Exercise
What lines in the data below mention the string "wing"? Copy them out.

(Natural language region descriptions)
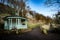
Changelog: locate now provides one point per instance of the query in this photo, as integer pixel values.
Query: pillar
(9, 24)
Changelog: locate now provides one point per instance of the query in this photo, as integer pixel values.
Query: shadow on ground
(35, 34)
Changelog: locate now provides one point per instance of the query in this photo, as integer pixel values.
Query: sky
(40, 7)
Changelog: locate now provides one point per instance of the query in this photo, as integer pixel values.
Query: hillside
(34, 19)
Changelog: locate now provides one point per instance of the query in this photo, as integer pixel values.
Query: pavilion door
(13, 23)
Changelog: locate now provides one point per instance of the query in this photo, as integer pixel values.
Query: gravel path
(35, 34)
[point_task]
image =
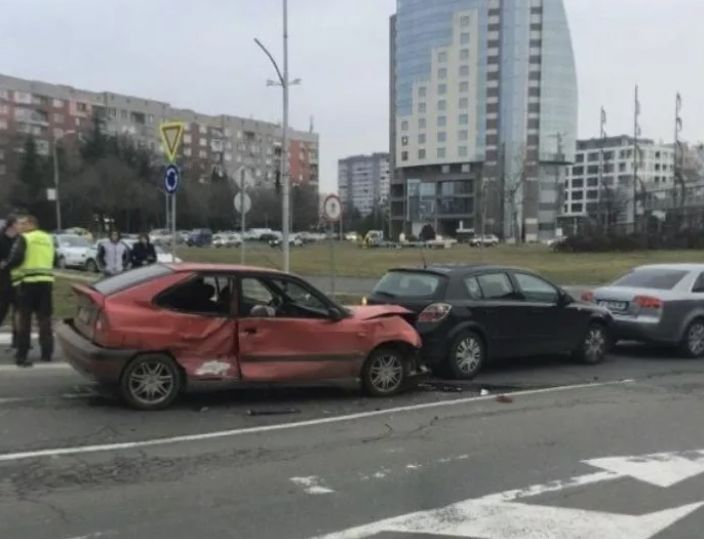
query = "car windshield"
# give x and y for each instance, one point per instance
(73, 241)
(408, 284)
(131, 278)
(655, 278)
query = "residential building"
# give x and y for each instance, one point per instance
(483, 115)
(214, 144)
(600, 181)
(363, 182)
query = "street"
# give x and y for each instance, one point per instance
(522, 458)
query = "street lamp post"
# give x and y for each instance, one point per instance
(285, 182)
(57, 179)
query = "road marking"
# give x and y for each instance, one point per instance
(659, 469)
(82, 449)
(311, 485)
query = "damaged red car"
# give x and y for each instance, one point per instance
(152, 331)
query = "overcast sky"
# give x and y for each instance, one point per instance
(201, 55)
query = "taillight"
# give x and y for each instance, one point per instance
(434, 313)
(648, 302)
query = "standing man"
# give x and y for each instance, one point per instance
(143, 252)
(32, 261)
(113, 255)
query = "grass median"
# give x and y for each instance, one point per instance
(351, 261)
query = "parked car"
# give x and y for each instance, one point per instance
(467, 315)
(488, 240)
(225, 323)
(200, 237)
(71, 250)
(661, 304)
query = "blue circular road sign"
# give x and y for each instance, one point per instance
(172, 178)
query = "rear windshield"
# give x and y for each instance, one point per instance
(658, 279)
(408, 284)
(130, 278)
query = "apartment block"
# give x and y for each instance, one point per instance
(211, 144)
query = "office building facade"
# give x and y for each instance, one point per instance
(483, 115)
(212, 144)
(363, 182)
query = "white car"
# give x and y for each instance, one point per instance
(71, 250)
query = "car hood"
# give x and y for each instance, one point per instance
(367, 312)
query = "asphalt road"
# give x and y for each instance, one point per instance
(441, 459)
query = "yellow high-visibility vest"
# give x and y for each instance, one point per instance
(38, 265)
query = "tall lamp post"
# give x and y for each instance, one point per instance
(284, 83)
(57, 179)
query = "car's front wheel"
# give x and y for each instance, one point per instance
(467, 356)
(384, 373)
(151, 382)
(692, 344)
(595, 345)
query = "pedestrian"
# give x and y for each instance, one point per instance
(113, 255)
(8, 234)
(143, 252)
(31, 262)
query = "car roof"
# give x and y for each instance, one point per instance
(449, 269)
(210, 267)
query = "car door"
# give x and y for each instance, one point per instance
(551, 327)
(285, 332)
(500, 309)
(197, 315)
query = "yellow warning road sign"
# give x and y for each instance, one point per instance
(171, 135)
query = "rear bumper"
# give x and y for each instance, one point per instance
(103, 365)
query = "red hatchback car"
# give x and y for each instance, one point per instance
(152, 330)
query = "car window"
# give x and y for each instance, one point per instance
(128, 279)
(474, 291)
(205, 294)
(495, 286)
(655, 278)
(408, 284)
(535, 289)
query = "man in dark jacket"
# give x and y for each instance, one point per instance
(143, 252)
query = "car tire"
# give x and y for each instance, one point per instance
(594, 346)
(384, 372)
(467, 356)
(692, 344)
(151, 382)
(91, 266)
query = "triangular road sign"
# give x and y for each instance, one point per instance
(171, 135)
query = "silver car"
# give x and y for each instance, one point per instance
(660, 304)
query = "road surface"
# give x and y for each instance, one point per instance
(550, 457)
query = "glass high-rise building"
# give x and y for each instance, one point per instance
(483, 115)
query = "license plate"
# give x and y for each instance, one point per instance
(614, 305)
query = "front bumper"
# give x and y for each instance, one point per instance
(100, 364)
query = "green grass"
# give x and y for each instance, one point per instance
(564, 268)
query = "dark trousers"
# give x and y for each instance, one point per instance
(34, 299)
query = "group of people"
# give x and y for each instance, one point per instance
(27, 261)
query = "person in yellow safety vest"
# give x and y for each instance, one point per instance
(32, 259)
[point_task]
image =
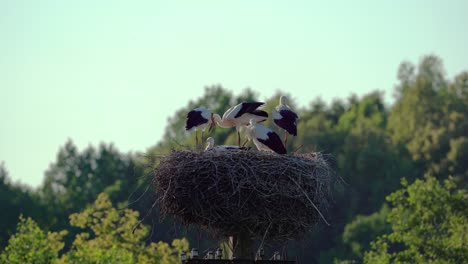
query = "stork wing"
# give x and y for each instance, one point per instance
(288, 114)
(248, 108)
(287, 121)
(194, 118)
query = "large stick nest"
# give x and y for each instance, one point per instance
(272, 197)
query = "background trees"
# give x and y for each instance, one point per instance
(374, 146)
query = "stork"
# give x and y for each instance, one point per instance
(264, 138)
(198, 118)
(239, 115)
(211, 147)
(285, 118)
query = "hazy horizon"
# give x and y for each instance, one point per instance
(114, 71)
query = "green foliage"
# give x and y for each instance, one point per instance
(374, 144)
(76, 178)
(15, 200)
(108, 236)
(116, 237)
(363, 229)
(30, 244)
(429, 225)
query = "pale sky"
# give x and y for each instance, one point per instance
(114, 71)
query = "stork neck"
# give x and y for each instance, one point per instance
(221, 122)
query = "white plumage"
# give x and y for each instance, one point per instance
(264, 138)
(240, 115)
(285, 118)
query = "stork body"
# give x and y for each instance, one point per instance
(240, 115)
(265, 138)
(285, 118)
(198, 119)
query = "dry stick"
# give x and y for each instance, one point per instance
(307, 196)
(298, 148)
(263, 239)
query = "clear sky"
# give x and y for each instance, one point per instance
(113, 71)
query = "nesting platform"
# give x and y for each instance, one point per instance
(238, 261)
(268, 196)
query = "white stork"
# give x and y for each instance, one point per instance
(264, 138)
(198, 118)
(240, 115)
(211, 147)
(285, 118)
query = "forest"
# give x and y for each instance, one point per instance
(400, 193)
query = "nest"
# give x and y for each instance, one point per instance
(271, 197)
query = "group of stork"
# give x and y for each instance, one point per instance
(246, 114)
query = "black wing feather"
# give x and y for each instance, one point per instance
(194, 118)
(248, 107)
(274, 143)
(288, 121)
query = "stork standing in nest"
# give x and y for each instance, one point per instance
(264, 138)
(285, 119)
(240, 115)
(198, 118)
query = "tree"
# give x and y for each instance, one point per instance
(106, 235)
(30, 244)
(16, 200)
(117, 237)
(359, 233)
(429, 225)
(76, 178)
(430, 120)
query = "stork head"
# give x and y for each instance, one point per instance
(283, 99)
(211, 123)
(252, 122)
(210, 142)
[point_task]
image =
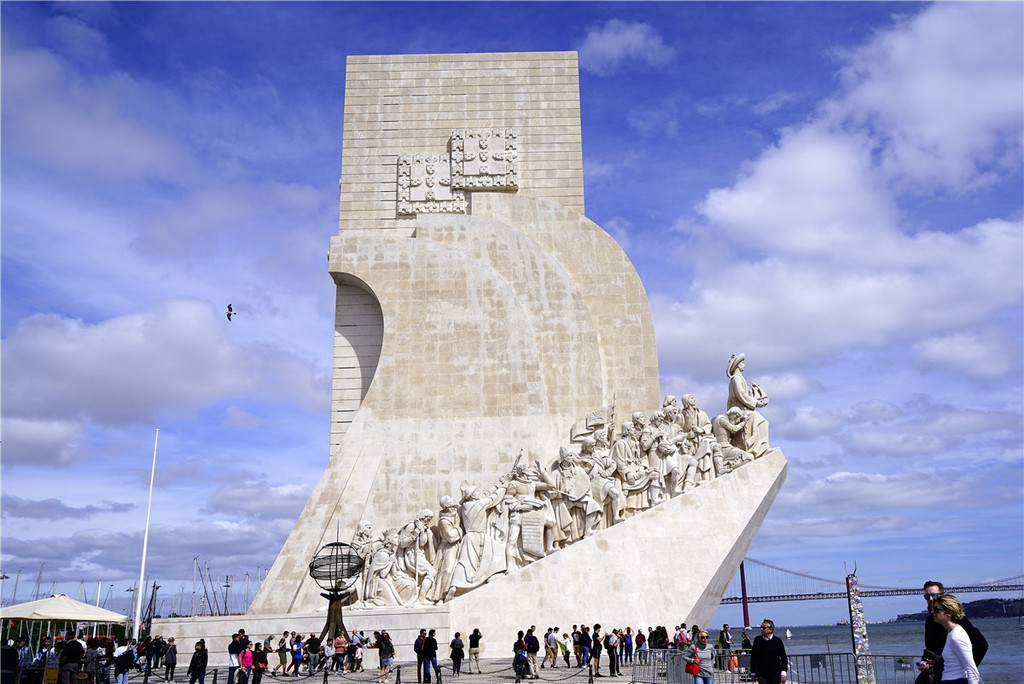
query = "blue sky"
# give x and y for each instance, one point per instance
(834, 188)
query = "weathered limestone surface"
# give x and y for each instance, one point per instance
(479, 314)
(485, 333)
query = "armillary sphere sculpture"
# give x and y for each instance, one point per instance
(335, 568)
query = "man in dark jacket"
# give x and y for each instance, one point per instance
(71, 658)
(768, 659)
(418, 647)
(935, 636)
(532, 648)
(430, 656)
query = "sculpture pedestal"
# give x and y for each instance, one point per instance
(648, 569)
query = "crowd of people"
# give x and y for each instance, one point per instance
(100, 657)
(953, 649)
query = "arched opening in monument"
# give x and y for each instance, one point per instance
(358, 333)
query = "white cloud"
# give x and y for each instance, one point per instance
(812, 194)
(616, 45)
(852, 493)
(811, 422)
(942, 92)
(811, 253)
(787, 309)
(123, 370)
(875, 411)
(54, 117)
(655, 121)
(40, 440)
(78, 40)
(212, 222)
(891, 442)
(257, 499)
(976, 356)
(774, 102)
(835, 527)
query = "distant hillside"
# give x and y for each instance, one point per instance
(975, 610)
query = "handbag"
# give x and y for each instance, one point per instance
(694, 668)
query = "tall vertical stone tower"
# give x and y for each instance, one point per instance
(480, 315)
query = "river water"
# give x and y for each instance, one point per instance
(1004, 663)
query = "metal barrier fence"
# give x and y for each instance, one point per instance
(668, 667)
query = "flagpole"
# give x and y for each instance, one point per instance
(145, 543)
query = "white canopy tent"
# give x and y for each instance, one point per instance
(59, 607)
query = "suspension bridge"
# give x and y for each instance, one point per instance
(758, 582)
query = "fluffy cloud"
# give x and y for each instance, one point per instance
(124, 370)
(810, 250)
(616, 45)
(257, 499)
(943, 93)
(658, 121)
(53, 509)
(976, 356)
(811, 422)
(844, 526)
(59, 119)
(222, 220)
(41, 440)
(849, 493)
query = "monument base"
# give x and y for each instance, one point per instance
(611, 578)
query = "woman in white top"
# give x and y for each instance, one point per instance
(957, 655)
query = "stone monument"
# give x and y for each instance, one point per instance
(488, 337)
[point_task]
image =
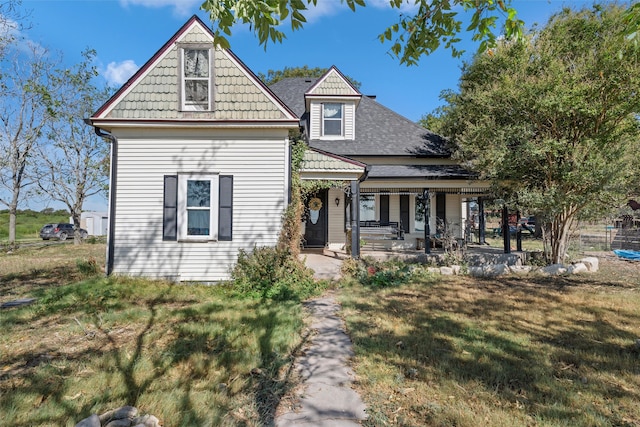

Task answer
query = "stork wing"
query = "black wing feather"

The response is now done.